_課題の目的_. 大倉集古館の企画展を紹介する本文抜粋から、「明治6(1873)年の大倉組」から「で苦笑したが、歴史好きには興味深かった。」までの部分を一字一句そのまま抜き出してください。

_本文抜粋_.
+++++

2023-12-15 22:57:27 | 行ったもの(美術館・見仏)

大倉集古館 企画展・大倉組商会設立150周年『偉人たちの邂逅-近現代の書と言葉』(2023年11月15日~2024年1月14日)

 明治6(1873)年の大倉組商会設立から150年を数えた本年、創設者・大倉喜八郎と、嗣子・喜七郎による書の作品とともに、事業や文雅の場で交流した日中の偉人たちによる作品を展示する。この秋、根津美術館の『北宋書画精華』には、色とりどりの料紙を貼り継いだ『古今和歌集序』が出ていたし、東博の『やまと絵』第4期(記事は書いていない)では、久しぶりの『随身庭騎絵巻』を見た。所蔵の名品を惜し気もなく他館に貸し出しているわりには、自館の展示がずいぶん地味で苦笑したが、歴史好きには興味深かった。

+++++

_保存済みの行_.
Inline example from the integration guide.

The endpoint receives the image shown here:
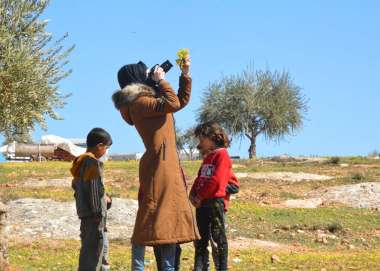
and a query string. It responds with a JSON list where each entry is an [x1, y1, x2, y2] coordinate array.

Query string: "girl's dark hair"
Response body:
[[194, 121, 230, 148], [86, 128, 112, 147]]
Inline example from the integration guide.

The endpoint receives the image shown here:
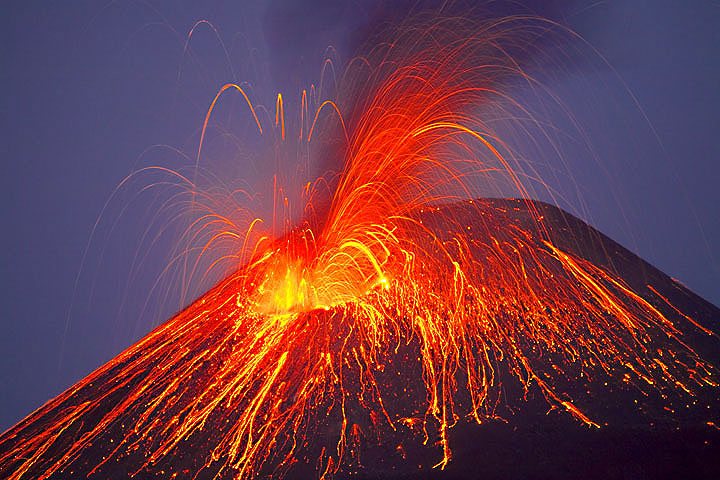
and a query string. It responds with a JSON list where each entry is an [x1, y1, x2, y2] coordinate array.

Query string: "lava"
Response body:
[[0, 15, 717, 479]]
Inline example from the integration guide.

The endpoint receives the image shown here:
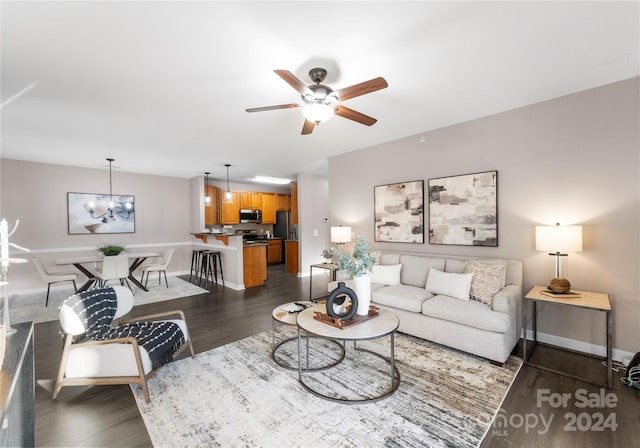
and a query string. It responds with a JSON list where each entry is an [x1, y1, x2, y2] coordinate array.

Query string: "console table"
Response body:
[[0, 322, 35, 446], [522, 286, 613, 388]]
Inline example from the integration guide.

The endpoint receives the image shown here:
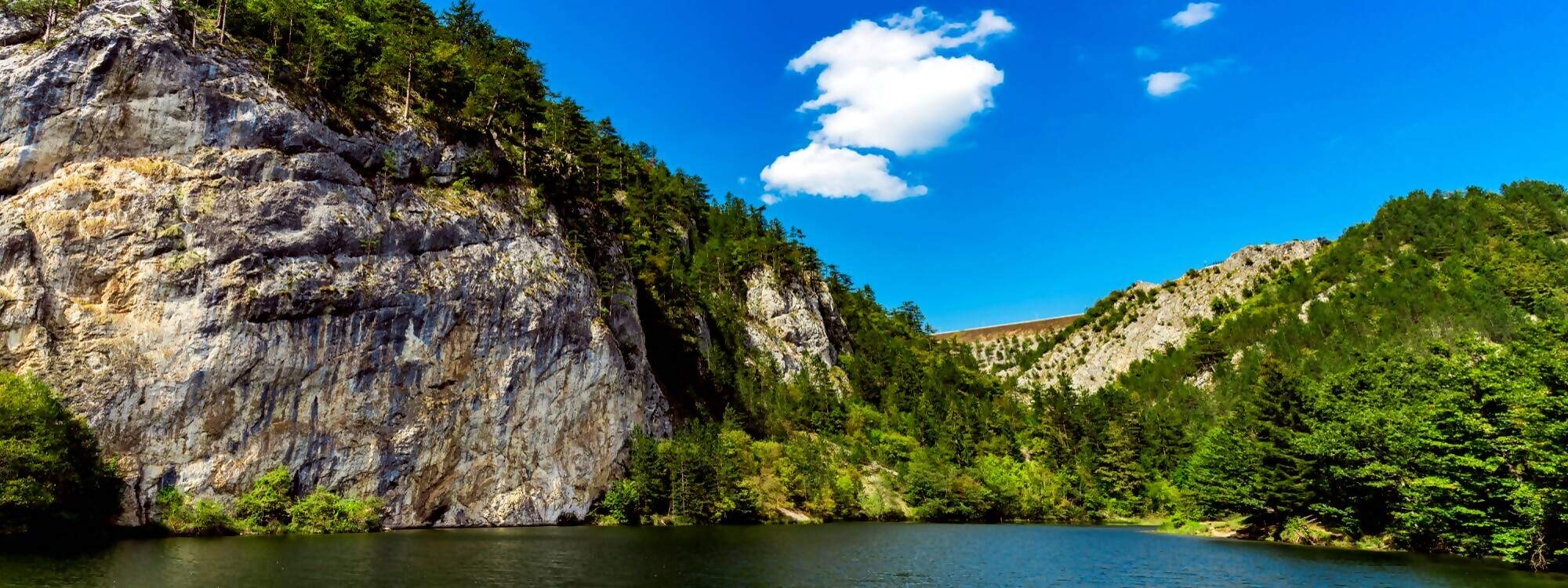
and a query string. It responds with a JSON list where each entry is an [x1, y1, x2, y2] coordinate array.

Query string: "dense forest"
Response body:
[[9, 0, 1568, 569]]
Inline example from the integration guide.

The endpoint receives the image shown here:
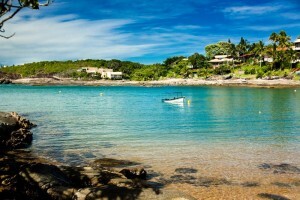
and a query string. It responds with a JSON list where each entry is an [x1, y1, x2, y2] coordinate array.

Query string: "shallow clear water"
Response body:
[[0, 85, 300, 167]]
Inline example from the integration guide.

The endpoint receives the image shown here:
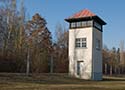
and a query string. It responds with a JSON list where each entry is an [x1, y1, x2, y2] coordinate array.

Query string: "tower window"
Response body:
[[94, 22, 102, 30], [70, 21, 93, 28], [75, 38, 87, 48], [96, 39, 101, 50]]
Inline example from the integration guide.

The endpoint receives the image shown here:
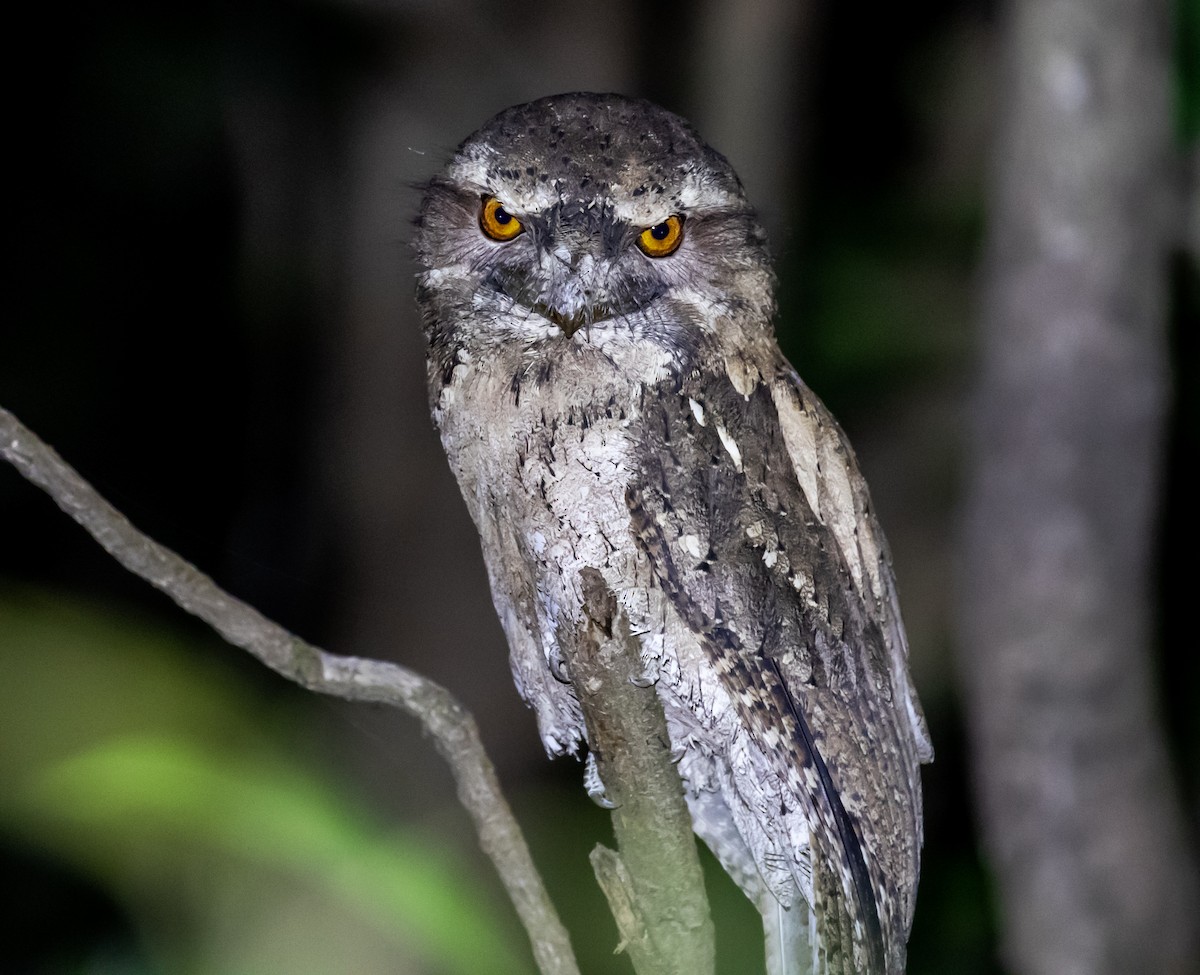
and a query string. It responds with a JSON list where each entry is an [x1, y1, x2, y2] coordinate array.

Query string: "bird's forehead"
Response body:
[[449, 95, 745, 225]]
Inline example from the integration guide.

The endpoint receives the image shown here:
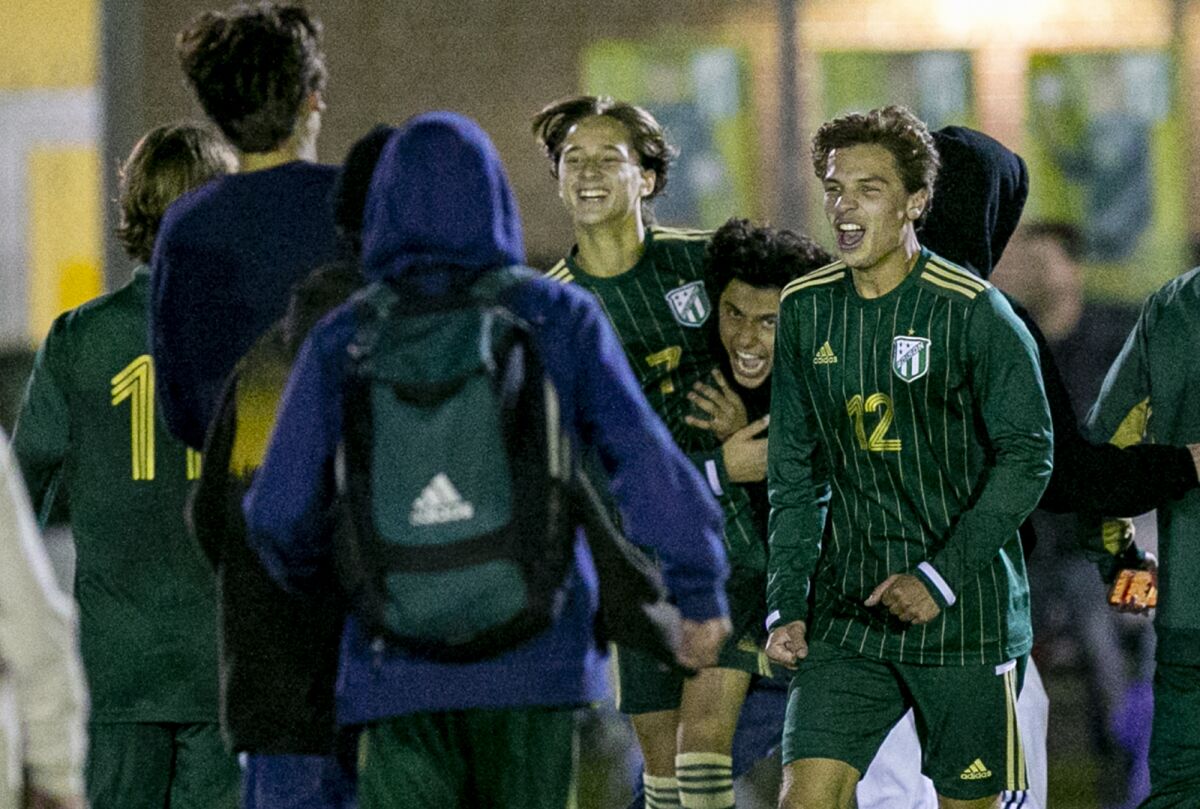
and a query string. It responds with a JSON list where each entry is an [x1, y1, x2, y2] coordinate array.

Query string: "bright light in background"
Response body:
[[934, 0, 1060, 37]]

+++++

_課題の解答_.
明治6(1873)年の大倉組商会設立から150年を数えた本年、創設者・大倉喜八郎と、嗣子・喜七郎による書の作品とともに、事業や文雅の場で交流した日中の偉人たちによる作品を展示する。この秋、根津美術館の『北宋書画精華』には、色とりどりの料紙を貼り継いだ『古今和歌集序』が出ていたし、東博の『やまと絵』第4期(記事は書いていない)では、久しぶりの『随身庭騎絵巻』を見た。所蔵の名品を惜し気もなく他館に貸し出しているわりには、自館の展示がずいぶん地味で苦笑したが、歴史好きには興味深かった。